* _Kurze Aufgabe A_: In welchem Jahr wurde laut dem Artikel über den Bernburger Sanierungspreis die Dorfvilla in Aderstedt erbaut?
* _Kurze Aufgabe B_: Schreibe aus dem Artikel über den Sanierungspreis den Abschnitt zwischen „Durch den Tipp“ und „Ein teures Unterfangen.“ einschließlich wortgetreu ab.

Private Bauherren gewürdigt Private Bauherren gewürdigt: Eine Wonne für Nase und Auge

Bernburg - Die Stadt Bernburg würdigt das Engagement privater Bauherren für ein schöneres Stadt- oder Dorfbild seit über 20 Jahren mit dem Sanierungspreis. Damit ist zwar keine Geldprämie verbunden, aber als symbolische Anerkennung die Übergabe eines Acrylglasschildes für die Fassade des preisgekröntes Hauses.
Für 2018 wird den Ehepaaren Große (Alte Dorfstraße 25 in Aderstedt) und Wiesenmüller (Lindenstraße 5 in Bernburg) diese Ehre zuteil. Die MZ hat die Ausgezeichneten jeweils besucht.
„Es macht Spaß, etwas Altes zu sanieren“, sagt Dirk Große
„Es macht Spaß, etwas Altes zu sanieren“, sagt Dirk Große. Der 43-jährige Tierarzt hatte vor 16 Jahren mit seiner heutigen Ehefrau Ines im Heimatdorf Aderstedt ein verwildertes Grundstück samt Einzeldenkmal aus einer Zwangsversteigerung erworben.
Nach Veterinärmedizin-Studium in Hannover und zweijähriger Tätigkeit als Assistenzarzt in einer nordrhein-westfälischen Pferdepraxis schrieb der gebürtige Bernburger damals gerade an seiner Doktorarbeit, als das Angebot von Clemens Seeber kam, dessen Tierarztpraxis zu übernehmen.
Durch den Tipp von einer Bekannten wurde Dirk Große auf das Grundstück in Aderstedt aufmerksam. „Nach einer Besichtigung war uns sofort klar, wo welche Räume für die Praxis hinkommen“, blickt er zurück.
Das Vierfache vom Kaufpreis für die Sanierung nachgeschossen
Die 1908 erbaute Dorfvilla ist für ihn zu einem „Lebensprojekt“ geworden. Weil der anspruchsvolle Bau mit seiner aufwendigen Schmuckfassade und dem Ziergiebel von den Vorbesitzern nicht denkmalfachgerecht saniert worden war, musste er korrigieren. Ein teures Unterfangen.
„Vom Kaufpreis haben wir bislang ungefähr das Vierfache nachgeschossen“, sagt Dirk Große. Der Sanierungsgrad habe damals gerade mal bei 23 Prozent gelegen, ergänzt seine Frau Ines.
„Als wir hier anfingen, gab es keine Heizung, keine richtige Elektroinstallation. Die Dachdämmung war nicht vernünftig, die Stuckfassade bröckelte schon wieder ab“, sagt er. Auch Fenster und Fußboden mussten erneuert werden.

* _Extrahierte Daten_:
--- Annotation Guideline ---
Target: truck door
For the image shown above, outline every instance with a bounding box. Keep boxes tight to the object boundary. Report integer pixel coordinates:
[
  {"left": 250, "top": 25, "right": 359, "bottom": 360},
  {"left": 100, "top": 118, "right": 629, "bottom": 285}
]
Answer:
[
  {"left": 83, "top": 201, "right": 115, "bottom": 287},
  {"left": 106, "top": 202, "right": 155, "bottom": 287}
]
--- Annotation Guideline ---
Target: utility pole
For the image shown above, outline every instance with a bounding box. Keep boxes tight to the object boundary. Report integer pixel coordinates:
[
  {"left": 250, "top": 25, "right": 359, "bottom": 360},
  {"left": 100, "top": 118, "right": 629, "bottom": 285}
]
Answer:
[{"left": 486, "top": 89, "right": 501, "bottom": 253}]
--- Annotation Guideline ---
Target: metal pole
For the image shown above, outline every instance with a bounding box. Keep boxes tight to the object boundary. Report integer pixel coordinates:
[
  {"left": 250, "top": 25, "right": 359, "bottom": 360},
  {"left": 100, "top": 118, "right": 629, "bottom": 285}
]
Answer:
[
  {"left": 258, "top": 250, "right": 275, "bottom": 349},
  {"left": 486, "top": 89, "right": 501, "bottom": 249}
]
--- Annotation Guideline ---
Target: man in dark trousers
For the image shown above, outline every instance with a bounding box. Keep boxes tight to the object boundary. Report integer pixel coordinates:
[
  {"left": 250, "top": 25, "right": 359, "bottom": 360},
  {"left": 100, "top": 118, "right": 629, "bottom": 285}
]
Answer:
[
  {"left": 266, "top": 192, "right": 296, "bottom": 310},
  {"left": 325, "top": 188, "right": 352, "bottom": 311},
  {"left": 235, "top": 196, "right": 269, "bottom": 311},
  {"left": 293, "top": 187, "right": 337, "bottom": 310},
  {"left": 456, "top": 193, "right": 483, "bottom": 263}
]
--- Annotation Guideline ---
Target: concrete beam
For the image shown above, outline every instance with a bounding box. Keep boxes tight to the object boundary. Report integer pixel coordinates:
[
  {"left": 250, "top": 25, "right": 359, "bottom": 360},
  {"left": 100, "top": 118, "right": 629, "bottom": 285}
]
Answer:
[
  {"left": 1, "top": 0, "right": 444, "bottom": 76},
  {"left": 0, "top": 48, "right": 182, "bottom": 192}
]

* _Richtige Antwort A_: 1908

* _Richtige Antwort B_:
Durch den Tipp von einer Bekannten wurde Dirk Große auf das Grundstück in Aderstedt aufmerksam. „Nach einer Besichtigung war uns sofort klar, wo welche Räume für die Praxis hinkommen“, blickt er zurück.
Das Vierfache vom Kaufpreis für die Sanierung nachgeschossen
Die 1908 erbaute Dorfvilla ist für ihn zu einem „Lebensprojekt“ geworden. Weil der anspruchsvolle Bau mit seiner aufwendigen Schmuckfassade und dem Ziergiebel von den Vorbesitzern nicht denkmalfachgerecht saniert worden war, musste er korrigieren. Ein teures Unterfangen.